Short problem:
Rescale the listing below from the line containing "of the flat" through its end, both included, reproducing each request as given but multiplying every coordinate in the answers by 2 and rounding to whole numbers, with halves rounded up. Leave the pictures out of your response.

[Coordinate annotation listing]
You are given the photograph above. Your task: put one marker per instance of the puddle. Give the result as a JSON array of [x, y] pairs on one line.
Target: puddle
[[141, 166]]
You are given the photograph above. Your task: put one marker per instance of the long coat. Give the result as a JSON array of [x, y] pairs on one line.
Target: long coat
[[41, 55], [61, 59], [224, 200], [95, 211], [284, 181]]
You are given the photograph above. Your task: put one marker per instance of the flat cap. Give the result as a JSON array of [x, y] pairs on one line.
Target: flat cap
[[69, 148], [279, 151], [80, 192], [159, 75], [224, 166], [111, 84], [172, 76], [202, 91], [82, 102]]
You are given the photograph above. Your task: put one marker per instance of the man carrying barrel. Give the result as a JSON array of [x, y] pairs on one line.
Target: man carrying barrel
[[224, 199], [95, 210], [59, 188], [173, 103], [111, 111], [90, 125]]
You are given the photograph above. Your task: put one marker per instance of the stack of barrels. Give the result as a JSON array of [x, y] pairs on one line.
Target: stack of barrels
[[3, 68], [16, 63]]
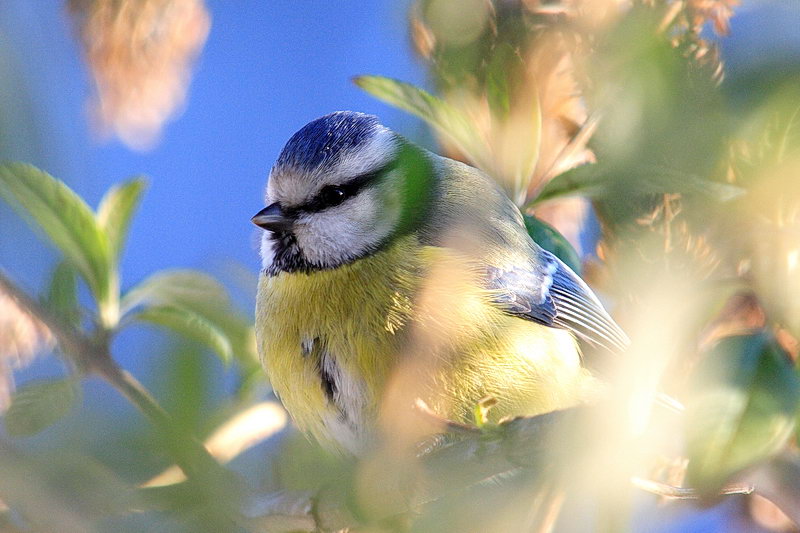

Exercise result:
You are given the photograph above. Your task: put one marker per instance of the flat cap. Give the result as a JSON array of [x, y] pairs on one line.
Target: flat cap
[[138, 296], [558, 302], [160, 384], [318, 150], [448, 332], [222, 168], [344, 152], [404, 182], [164, 204]]
You are given the photograph above. Your task: put one marker per instance of the man carrying barrel. Give the result as a JSON array of [x, y] pairs on one line.
Target: man carrying barrel
[[448, 398], [190, 420], [118, 376], [346, 206], [222, 222], [180, 250]]
You are given the photograph above. Your task: put one marker per instance of the stack of barrels. Give the result as a JSON array of [x, y] pairs on one line.
Target: stack of barrels
[[6, 136], [32, 126]]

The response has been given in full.